Page:
In the US, the traditional way to pay for metro bus fare is when you board the vehicle. You enter only from the front door near the driver, not the rear door. If you have a pre-paid monthly pass, you swipe it. Otherwise, you put cash into the collection device until it beeps happily. Exact change preferred.

Pretty simple, eh? Get on the bus. Pay.

The potential for any fiduciary shenanigans is severely curtailed by the absence of human exchange. Your bus pass was prepaid on the internet. If you’re paying cash, you toss coins into a machine that rapidly counts the total value. Ding!

Now, I walked you through that for the sake of contrast.

In Romania, the foreigner is often puzzled by the rituals of public transportation.

Tiny, non-descript signs indicate bus stops, though non-locals will never see such signs. The best bet for a traveler is to locate any large collection of loitering citizens. They’re either hitchhiking or waiting for a bus. Either way, it involves wheels.

If it does turn out to be a bus stop, the ride protocol initiates with jostling in close proximity. Children will rush between your legs. Grown men will shove you from behind. Old women will step on your feet as they slip past you in the shuffle. It’s all out combat as the bus rolls to a stop.

Tourists may note, between pinballesque shovings, there are multiple fronts in the war. Any place which might conceivably be a door is bumrushed by the crowds. Front, back, even center if the bus has 3 doors. Any port is fair game.

The primary objective of those outside the bus is to block any passengers from exiting the vehicle. By not letting any people get off the bus, entrants hope to claim a free seat.

Sound backwards? Not really. There is a tactical imperative to the strategy of obstruction. The bunicas, who prove Darwin’s theories by standing point guard on the surging would-be riders, communicate telepathically in order to coordinate a simultaneous backward lean.

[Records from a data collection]
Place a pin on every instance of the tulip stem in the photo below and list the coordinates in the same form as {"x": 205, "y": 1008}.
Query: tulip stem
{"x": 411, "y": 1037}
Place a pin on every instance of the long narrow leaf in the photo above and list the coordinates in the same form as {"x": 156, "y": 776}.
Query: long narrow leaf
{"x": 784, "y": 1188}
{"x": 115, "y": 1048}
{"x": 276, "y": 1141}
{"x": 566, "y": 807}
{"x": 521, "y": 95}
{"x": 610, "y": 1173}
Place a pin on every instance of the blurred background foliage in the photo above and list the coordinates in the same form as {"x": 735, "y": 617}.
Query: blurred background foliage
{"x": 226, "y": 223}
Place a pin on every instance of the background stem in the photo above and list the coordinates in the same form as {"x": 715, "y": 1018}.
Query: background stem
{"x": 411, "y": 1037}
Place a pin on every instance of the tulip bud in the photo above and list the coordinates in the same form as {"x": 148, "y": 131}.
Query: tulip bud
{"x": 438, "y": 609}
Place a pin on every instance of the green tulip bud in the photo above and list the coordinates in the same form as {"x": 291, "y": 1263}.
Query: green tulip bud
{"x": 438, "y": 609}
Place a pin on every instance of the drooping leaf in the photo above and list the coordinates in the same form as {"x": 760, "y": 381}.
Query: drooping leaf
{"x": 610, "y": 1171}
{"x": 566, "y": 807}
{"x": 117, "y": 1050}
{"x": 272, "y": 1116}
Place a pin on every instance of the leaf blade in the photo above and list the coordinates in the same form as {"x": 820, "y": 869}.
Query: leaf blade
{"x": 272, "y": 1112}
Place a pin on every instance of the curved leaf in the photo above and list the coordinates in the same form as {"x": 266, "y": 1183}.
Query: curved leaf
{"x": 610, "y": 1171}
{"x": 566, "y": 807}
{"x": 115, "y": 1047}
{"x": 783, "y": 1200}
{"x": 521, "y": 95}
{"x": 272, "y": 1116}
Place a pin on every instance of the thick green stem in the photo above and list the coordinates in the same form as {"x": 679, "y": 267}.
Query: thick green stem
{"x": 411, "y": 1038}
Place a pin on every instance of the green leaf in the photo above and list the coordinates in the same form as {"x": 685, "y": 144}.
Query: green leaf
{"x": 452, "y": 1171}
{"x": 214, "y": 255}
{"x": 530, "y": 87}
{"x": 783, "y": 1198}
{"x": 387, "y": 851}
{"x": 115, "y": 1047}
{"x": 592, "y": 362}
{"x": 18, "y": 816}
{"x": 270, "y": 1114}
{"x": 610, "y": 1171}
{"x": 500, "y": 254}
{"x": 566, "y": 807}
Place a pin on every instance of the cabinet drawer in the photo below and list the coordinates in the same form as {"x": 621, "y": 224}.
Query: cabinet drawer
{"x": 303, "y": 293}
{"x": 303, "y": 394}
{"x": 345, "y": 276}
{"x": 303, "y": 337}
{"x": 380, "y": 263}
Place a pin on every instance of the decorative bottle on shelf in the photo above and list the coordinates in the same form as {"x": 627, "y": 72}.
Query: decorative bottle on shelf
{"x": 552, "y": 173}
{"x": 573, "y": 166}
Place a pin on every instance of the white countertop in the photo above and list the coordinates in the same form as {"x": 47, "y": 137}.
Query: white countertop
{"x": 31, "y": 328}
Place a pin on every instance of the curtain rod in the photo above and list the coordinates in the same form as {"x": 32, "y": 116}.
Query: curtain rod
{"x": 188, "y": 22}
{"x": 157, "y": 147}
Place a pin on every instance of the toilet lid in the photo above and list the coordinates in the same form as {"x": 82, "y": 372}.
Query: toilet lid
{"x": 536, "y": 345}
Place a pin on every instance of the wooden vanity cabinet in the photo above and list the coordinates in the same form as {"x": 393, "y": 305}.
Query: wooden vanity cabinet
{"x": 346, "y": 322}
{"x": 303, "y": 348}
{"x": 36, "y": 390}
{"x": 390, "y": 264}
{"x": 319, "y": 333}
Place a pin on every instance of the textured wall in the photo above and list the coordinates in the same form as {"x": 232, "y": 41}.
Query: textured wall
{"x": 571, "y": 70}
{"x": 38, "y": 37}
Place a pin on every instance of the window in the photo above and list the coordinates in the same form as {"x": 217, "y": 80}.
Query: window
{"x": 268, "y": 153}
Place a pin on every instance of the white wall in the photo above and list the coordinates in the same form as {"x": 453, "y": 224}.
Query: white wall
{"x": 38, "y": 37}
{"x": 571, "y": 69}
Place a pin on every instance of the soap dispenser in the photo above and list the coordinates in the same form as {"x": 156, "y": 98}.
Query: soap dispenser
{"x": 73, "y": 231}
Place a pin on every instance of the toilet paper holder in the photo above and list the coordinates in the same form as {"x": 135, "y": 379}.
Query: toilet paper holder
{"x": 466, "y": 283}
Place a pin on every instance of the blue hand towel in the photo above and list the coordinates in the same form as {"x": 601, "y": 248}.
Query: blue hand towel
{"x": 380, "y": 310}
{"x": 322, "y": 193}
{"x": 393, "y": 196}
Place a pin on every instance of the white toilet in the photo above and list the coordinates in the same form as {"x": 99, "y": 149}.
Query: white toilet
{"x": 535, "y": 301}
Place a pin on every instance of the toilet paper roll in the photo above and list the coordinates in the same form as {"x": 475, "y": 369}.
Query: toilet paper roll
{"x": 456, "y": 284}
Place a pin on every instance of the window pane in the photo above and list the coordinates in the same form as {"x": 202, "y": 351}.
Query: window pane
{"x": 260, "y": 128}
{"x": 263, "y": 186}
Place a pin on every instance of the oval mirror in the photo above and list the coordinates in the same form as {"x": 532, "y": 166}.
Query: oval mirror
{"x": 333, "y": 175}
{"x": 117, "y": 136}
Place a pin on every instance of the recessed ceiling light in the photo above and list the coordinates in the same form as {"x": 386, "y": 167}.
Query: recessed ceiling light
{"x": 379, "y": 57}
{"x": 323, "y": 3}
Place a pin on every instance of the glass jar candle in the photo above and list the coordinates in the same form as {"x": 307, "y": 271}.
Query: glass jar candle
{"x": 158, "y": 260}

Stated exercise 1: Copy out, word for word, everything in the listing from the line containing "Place a pin on every instance of the recessed" down to the last line of the listing.
Stated exercise 2: Write what comes next in the piece on boarding buses in Romania, starting right after its final sentence.

Final answer 1:
Place a pin on every instance of the recessed ceiling light in the photo above and list the coordinates in the same form as {"x": 386, "y": 167}.
Query: recessed ceiling light
{"x": 379, "y": 57}
{"x": 323, "y": 3}
Place a pin on every instance of the glass jar candle in the photo above and list the coordinates in the same form as {"x": 307, "y": 271}.
Query: glass jar candle
{"x": 158, "y": 260}

Final answer 2:
Having been given 4 to 6 mm of leeway, the outbound passengers stampede ashore with the force of their exist knocking back the throngs of boarding people. A mosh pit breaks out as the two sides seasaw back and forth.

When the majority of debarked (that’s right! not everyone makes it off successfully), then the chaos flops forward precariously. They key is to leap in the air about a half meter from the bus, just in time for the people behind you to give you a good thrust. The resulting trajectory should arc you more or less inside the autobus.

Don’t bother looking for seats. There’s no way you had the experience or stamina to manhandle the cattle necessary to claim victory. They’re all taken. Age and gender and civility have no place here. First come, first serve. We have communism to thank for this equality.

Of course, you won’t be quite the last to board. When the driver grinds the transmission into a crunchy first gear, the ancient beast belches its’ displeasure and lurches forward under the strain of being overburdened.

You’ll notice the doors don’t necessarily close prior to motion as it makes good sport for passengers to bet on which of the persons running down the block in your general direction might have the athletic ability to fling themselves at the moving target and find some edge to dig their fingers nails into to keep from falling out to their death.

Alas, the show comes to an end. Collect your winnings or pay your debts, accordingly. We move onto the next stage: the realization you’ve been outfoxed by the clever folks on the side of the bus who do not have 4000 degrees of solar heat magnified by window glass. You’ll learn to appreciate the scientific process of maximum cloth saturation as you sweat like şaorma on the spit.

Click, click. Turn and notice most of the adults (not teens) are sliding ribbons of paper into a mechanical hole punch. Ah, self validation of their tickets. The honesty system, in effect. Afterall, the odds of being caught by the wily and elusive ticket inspector on one of his/her rare trips aboard the bus are slim to none. Next to impossible.

Panic! You didn’t buy a ticket, did you, foreigner?

“Ticket?”

Oh, yeah… no one told you how that works. See, in random locations scattered throughout the city (but never where you happen to be) are invisible salespersons selling tickets through portals from the 5th Dimension. Your challenge is sense the magnetic disturbance in the air caused by the presence of undetectable bus ticket kiosks, then take the inverse derivative of the cosign value of relative variance from the mean which will give you the WGS84 latitude…

Right. So teens sneak on the bus knowing they’re unlikely to get into trouble. Adults tend to pay for tickets out of some sense of civic duty. No order is really enforced or promoted. Your crime of being born elsewhere will result in your being a public transportation scofflaw in a foreign land.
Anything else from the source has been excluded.